| What you are asked to do |
Below are some records. Return exactly the lines from the one containing "box: [115, 139, 195, 196]" through the one containing "positive clicks: (120, 160)", both included, and only those.

Stored data
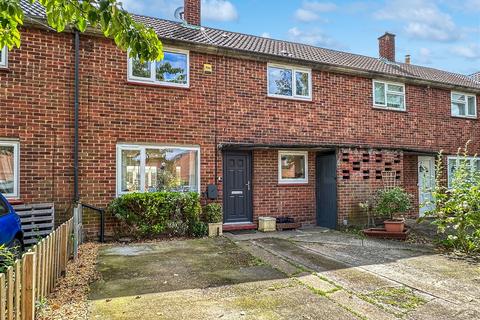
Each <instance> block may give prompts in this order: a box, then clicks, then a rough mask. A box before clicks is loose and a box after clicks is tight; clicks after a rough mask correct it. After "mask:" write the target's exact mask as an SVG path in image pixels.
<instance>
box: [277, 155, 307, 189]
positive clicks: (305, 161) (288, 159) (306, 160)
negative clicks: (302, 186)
mask: <svg viewBox="0 0 480 320" xmlns="http://www.w3.org/2000/svg"><path fill="white" fill-rule="evenodd" d="M278 183H279V184H302V183H308V152H307V151H279V152H278Z"/></svg>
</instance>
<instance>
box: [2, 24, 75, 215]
mask: <svg viewBox="0 0 480 320" xmlns="http://www.w3.org/2000/svg"><path fill="white" fill-rule="evenodd" d="M72 40H73V38H72V35H70V34H62V35H58V34H55V33H52V32H46V31H39V30H34V29H32V30H29V31H28V32H23V33H22V47H21V49H15V50H13V52H10V53H9V55H8V64H9V68H8V69H6V70H2V69H0V138H13V139H17V140H19V141H20V177H21V180H20V199H21V200H22V201H24V202H26V203H28V202H55V203H56V204H57V211H56V216H57V217H58V218H60V219H62V217H64V216H65V210H67V209H68V206H69V204H70V202H71V200H72V198H73V169H72V161H73V160H72V159H73V157H72V156H73V48H72V43H73V41H72Z"/></svg>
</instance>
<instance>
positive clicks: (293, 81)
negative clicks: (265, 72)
mask: <svg viewBox="0 0 480 320" xmlns="http://www.w3.org/2000/svg"><path fill="white" fill-rule="evenodd" d="M267 69H268V72H267V78H268V95H269V96H270V97H280V98H291V99H302V100H311V99H312V71H311V70H309V69H302V68H294V67H286V66H280V65H273V64H269V65H268V67H267Z"/></svg>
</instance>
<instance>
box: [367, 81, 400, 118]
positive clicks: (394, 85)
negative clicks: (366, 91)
mask: <svg viewBox="0 0 480 320" xmlns="http://www.w3.org/2000/svg"><path fill="white" fill-rule="evenodd" d="M373 105H374V106H375V107H377V108H382V109H389V110H399V111H405V110H406V105H405V84H403V83H394V82H385V81H379V80H373Z"/></svg>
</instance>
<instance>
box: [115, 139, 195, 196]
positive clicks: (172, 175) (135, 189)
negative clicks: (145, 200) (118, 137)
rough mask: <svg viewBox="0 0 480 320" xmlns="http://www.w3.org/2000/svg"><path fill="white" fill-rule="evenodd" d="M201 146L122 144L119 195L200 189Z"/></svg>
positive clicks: (120, 160)
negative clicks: (200, 164)
mask: <svg viewBox="0 0 480 320" xmlns="http://www.w3.org/2000/svg"><path fill="white" fill-rule="evenodd" d="M199 185H200V148H198V147H178V146H175V147H174V146H172V147H167V146H150V145H145V146H142V145H126V144H122V145H118V146H117V195H122V194H124V193H129V192H155V191H174V192H190V191H193V192H199V191H200V189H199Z"/></svg>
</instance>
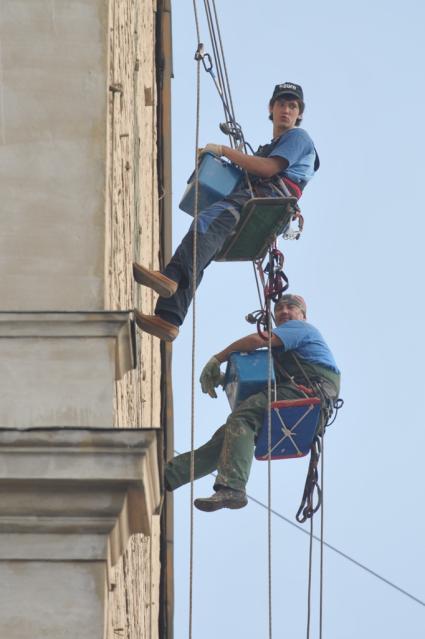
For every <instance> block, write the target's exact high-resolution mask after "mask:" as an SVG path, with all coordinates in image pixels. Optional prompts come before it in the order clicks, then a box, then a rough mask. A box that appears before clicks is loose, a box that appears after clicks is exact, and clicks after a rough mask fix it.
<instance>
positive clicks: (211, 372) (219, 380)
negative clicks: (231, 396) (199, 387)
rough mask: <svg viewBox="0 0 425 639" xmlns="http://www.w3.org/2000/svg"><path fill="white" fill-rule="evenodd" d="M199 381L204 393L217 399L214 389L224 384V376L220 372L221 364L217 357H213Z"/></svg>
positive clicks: (208, 364) (200, 377) (203, 392)
mask: <svg viewBox="0 0 425 639" xmlns="http://www.w3.org/2000/svg"><path fill="white" fill-rule="evenodd" d="M199 381H200V382H201V388H202V392H203V393H208V395H209V396H210V397H217V393H216V392H215V390H214V389H215V388H217V386H220V385H222V384H223V381H224V374H223V373H222V372H221V370H220V362H219V361H218V359H217V358H216V357H211V359H210V360H209V361H208V362H207V363H206V364H205V366H204V368H203V369H202V373H201V377H200V378H199Z"/></svg>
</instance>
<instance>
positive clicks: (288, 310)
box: [274, 302, 305, 326]
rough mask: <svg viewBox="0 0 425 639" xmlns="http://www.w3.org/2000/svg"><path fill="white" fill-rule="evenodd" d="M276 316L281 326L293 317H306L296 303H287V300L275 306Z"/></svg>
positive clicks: (276, 322) (301, 318) (294, 318)
mask: <svg viewBox="0 0 425 639" xmlns="http://www.w3.org/2000/svg"><path fill="white" fill-rule="evenodd" d="M274 316H275V319H276V324H277V326H279V325H280V324H284V323H285V322H288V321H289V320H291V319H298V320H304V319H305V317H304V313H303V312H302V310H301V309H300V308H299V307H298V306H296V305H295V304H286V302H283V303H282V304H276V306H275V307H274Z"/></svg>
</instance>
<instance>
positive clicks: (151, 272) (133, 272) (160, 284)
mask: <svg viewBox="0 0 425 639" xmlns="http://www.w3.org/2000/svg"><path fill="white" fill-rule="evenodd" d="M133 277H134V279H135V280H136V282H137V283H138V284H143V286H148V287H149V288H152V289H153V290H154V291H155V292H156V293H158V295H159V296H160V297H171V296H172V295H174V293H175V292H176V291H177V289H178V284H177V282H175V281H174V280H171V279H170V278H169V277H167V276H166V275H163V274H162V273H160V272H159V271H151V270H149V269H148V268H145V267H144V266H142V265H141V264H138V263H137V262H133Z"/></svg>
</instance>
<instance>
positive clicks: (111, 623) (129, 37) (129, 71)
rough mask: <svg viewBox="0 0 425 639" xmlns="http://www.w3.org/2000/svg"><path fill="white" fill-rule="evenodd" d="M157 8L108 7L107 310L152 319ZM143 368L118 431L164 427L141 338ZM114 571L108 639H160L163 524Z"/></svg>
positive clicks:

| Output for this exercise |
box: [115, 139, 195, 196]
positive clicks: (172, 175) (135, 189)
negative clicks: (145, 200) (118, 137)
rough mask: <svg viewBox="0 0 480 320" xmlns="http://www.w3.org/2000/svg"><path fill="white" fill-rule="evenodd" d="M201 146L122 144L119 195L200 189Z"/></svg>
positive clicks: (120, 160)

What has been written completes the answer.